16 Septembre 1664
Levé de bonne heure et à mon bureau, très occupé toute la matinée à mettre des papiers en ordre. Entre autres, Mr Gauden venant me voir j'eus une bonne occasion de lui parler de son présent, ce qui était pesant jusque-là de n'avoir pu faire, parce que je craignais qu'il ne me l'eût envoyé pour me tenter de prendre son parti dans l'affaire des subsistances de Tanger. Mais il m'assure que non et qu'il tient ma personne et ma conduite dans ces circonstances en haute estime. Je n'avais fait que ce qui était séant Et que ce présent était en reconnaissance des bons offices que je lui avais jadis rendus en réglant ses affaires, ce que je fus fort aise d'entendre. Et, le cœur en repos, et avec une grande joie, je le saluai et me remis à mon travail.

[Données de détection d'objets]
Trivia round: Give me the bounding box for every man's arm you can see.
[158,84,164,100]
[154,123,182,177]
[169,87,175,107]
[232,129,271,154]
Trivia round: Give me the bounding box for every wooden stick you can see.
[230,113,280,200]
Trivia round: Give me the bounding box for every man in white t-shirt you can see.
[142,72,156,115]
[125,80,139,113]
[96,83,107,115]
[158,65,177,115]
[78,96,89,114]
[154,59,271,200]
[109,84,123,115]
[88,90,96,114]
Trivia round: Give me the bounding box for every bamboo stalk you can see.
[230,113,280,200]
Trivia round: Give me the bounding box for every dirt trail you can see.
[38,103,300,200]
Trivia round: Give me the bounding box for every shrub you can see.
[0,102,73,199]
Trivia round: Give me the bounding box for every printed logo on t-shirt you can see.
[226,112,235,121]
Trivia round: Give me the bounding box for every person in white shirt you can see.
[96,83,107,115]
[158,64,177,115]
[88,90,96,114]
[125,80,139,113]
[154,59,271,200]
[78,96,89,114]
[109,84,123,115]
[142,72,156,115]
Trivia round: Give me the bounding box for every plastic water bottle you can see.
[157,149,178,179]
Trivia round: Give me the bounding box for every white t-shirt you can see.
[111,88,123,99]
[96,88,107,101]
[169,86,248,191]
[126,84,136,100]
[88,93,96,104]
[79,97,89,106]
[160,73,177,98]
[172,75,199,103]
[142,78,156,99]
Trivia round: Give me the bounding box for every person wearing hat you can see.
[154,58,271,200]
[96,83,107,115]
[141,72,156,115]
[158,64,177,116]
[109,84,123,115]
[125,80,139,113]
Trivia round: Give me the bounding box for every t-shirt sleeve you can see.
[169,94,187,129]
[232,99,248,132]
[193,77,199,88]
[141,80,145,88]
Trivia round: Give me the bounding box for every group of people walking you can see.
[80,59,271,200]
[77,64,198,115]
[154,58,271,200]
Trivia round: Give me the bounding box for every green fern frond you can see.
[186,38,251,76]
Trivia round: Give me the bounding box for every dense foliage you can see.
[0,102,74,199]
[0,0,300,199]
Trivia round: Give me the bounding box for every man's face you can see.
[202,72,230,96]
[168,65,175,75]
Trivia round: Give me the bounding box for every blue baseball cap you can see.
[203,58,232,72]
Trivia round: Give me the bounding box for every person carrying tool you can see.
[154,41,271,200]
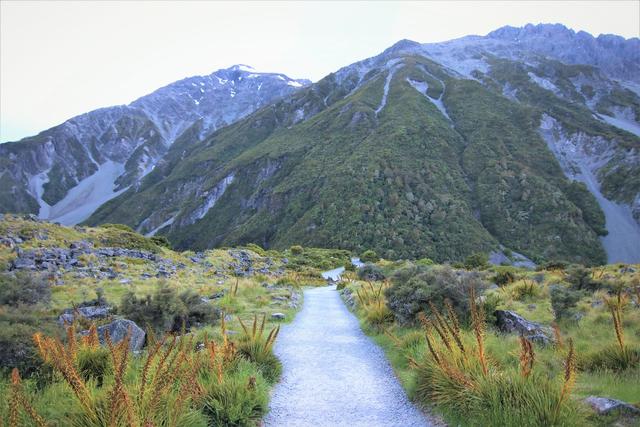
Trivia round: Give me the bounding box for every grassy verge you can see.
[341,262,640,426]
[0,215,358,427]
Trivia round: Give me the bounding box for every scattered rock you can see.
[58,305,111,324]
[81,319,146,351]
[495,310,553,344]
[584,396,640,416]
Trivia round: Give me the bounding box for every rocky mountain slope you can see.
[0,65,309,224]
[2,25,640,263]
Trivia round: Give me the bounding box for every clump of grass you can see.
[238,314,282,382]
[25,327,203,426]
[356,282,393,327]
[411,290,584,426]
[580,289,640,372]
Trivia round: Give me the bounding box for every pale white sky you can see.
[0,0,640,142]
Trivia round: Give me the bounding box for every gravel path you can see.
[264,287,436,427]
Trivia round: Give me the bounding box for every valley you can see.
[0,21,640,427]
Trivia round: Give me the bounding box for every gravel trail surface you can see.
[264,287,440,427]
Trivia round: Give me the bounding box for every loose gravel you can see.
[264,287,441,427]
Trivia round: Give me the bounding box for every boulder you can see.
[89,319,146,351]
[584,396,640,416]
[271,313,287,320]
[495,310,553,344]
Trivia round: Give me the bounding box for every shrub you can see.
[566,265,603,292]
[413,293,585,427]
[289,245,304,255]
[385,267,487,323]
[118,283,220,332]
[360,249,380,262]
[493,270,516,286]
[0,306,59,376]
[238,315,282,383]
[551,285,582,320]
[464,252,489,270]
[0,271,51,306]
[580,345,640,372]
[149,236,171,249]
[356,283,393,327]
[204,362,269,427]
[358,264,386,282]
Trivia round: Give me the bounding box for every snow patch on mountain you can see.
[407,78,451,121]
[182,172,235,225]
[598,107,640,136]
[145,216,176,237]
[46,160,128,225]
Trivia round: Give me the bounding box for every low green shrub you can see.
[149,236,171,249]
[244,243,267,256]
[358,264,386,282]
[118,283,220,332]
[493,270,517,286]
[76,347,113,387]
[385,266,487,323]
[360,249,380,262]
[565,265,604,292]
[550,285,583,320]
[204,361,269,427]
[289,245,304,255]
[237,315,282,383]
[464,252,489,270]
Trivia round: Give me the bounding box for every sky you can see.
[0,0,640,142]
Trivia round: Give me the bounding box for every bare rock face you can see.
[0,65,310,225]
[82,319,146,351]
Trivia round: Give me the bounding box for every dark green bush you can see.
[358,264,385,282]
[0,271,51,306]
[119,284,220,332]
[493,270,516,286]
[289,245,304,255]
[100,223,135,233]
[244,243,267,256]
[77,346,112,387]
[0,306,62,376]
[551,285,583,320]
[149,236,171,249]
[464,252,489,270]
[385,266,487,323]
[360,249,380,262]
[100,227,160,252]
[566,265,604,292]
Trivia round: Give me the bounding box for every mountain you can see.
[0,65,310,224]
[2,25,640,264]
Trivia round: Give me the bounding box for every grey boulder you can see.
[584,396,640,416]
[495,310,553,344]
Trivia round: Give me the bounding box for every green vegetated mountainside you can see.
[82,49,638,263]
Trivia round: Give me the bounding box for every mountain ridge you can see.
[1,26,640,263]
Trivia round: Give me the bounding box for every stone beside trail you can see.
[264,287,440,427]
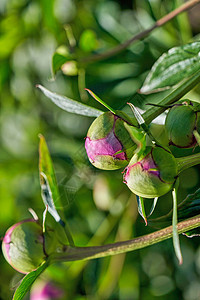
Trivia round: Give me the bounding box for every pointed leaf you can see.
[39,135,61,222]
[13,261,48,300]
[37,85,103,117]
[148,197,158,217]
[172,181,183,265]
[140,42,200,93]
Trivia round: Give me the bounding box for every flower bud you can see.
[165,101,200,148]
[85,111,136,170]
[2,219,47,274]
[124,146,178,198]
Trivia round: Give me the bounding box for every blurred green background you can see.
[0,0,200,300]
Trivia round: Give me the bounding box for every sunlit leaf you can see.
[52,45,78,76]
[39,135,61,222]
[140,42,200,93]
[37,85,103,117]
[13,261,48,300]
[79,29,98,52]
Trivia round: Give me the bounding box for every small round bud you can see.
[2,219,47,274]
[165,101,200,148]
[124,146,178,198]
[85,111,136,170]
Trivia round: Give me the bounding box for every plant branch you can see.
[50,215,200,263]
[80,0,200,63]
[142,71,200,124]
[176,153,200,174]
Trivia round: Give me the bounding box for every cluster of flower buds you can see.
[165,100,200,148]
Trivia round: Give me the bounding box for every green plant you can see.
[3,1,200,299]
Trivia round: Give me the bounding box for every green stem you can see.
[60,222,75,247]
[85,89,116,115]
[142,71,200,124]
[176,153,200,174]
[50,215,200,263]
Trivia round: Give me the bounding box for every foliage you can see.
[0,0,200,300]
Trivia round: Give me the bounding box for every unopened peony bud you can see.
[124,146,178,198]
[165,101,200,148]
[85,112,136,170]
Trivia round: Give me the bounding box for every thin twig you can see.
[80,0,200,63]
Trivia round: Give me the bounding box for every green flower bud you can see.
[165,101,200,148]
[124,146,178,198]
[85,111,136,170]
[2,219,56,274]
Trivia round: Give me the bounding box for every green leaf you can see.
[52,52,69,75]
[52,45,78,77]
[140,42,200,93]
[13,261,48,300]
[148,197,158,217]
[39,134,74,245]
[79,29,98,52]
[37,85,103,117]
[39,135,61,222]
[172,180,183,265]
[136,195,147,226]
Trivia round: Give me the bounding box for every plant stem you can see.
[50,215,200,263]
[142,71,200,124]
[80,0,200,64]
[172,179,183,265]
[176,153,200,174]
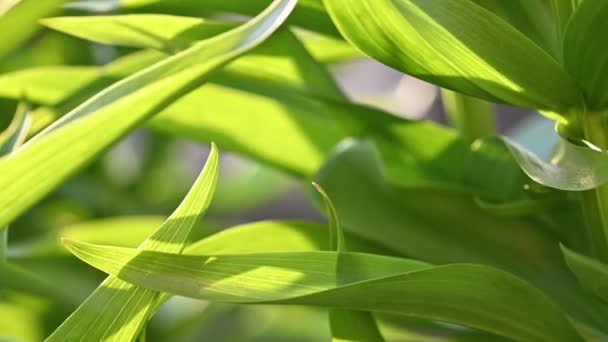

• CONSIGNES
(a) D'après l'entrée du 16 septembre 1664, pourquoi Mr Gauden affirme-t-il avoir envoyé son présent ?
(b) Recopiez le passage de l'entrée du 16 septembre 1664 qui commence à « 16 Septembre 1664 » et se termine à « à mon travail. », en le mettant à jour : remplacez « bureau » par « cabinet ».

• RÉPONSES
(a) En reconnaissance des bons offices qu'on lui avait jadis rendus en réglant ses affaires.

(b)
16 Septembre 1664
Levé de bonne heure et à mon cabinet, très occupé toute la matinée à mettre des papiers en ordre. Entre autres, Mr Gauden venant me voir j'eus une bonne occasion de lui parler de son présent, ce qui était pesant jusque-là de n'avoir pu faire, parce que je craignais qu'il ne me l'eût envoyé pour me tenter de prendre son parti dans l'affaire des subsistances de Tanger. Mais il m'assure que non et qu'il tient ma personne et ma conduite dans ces circonstances en haute estime. Je n'avais fait que ce qui était séant Et que ce présent était en reconnaissance des bons offices que je lui avais jadis rendus en réglant ses affaires, ce que je fus fort aise d'entendre. Et, le cœur en repos, et avec une grande joie, je le saluai et me remis à mon travail.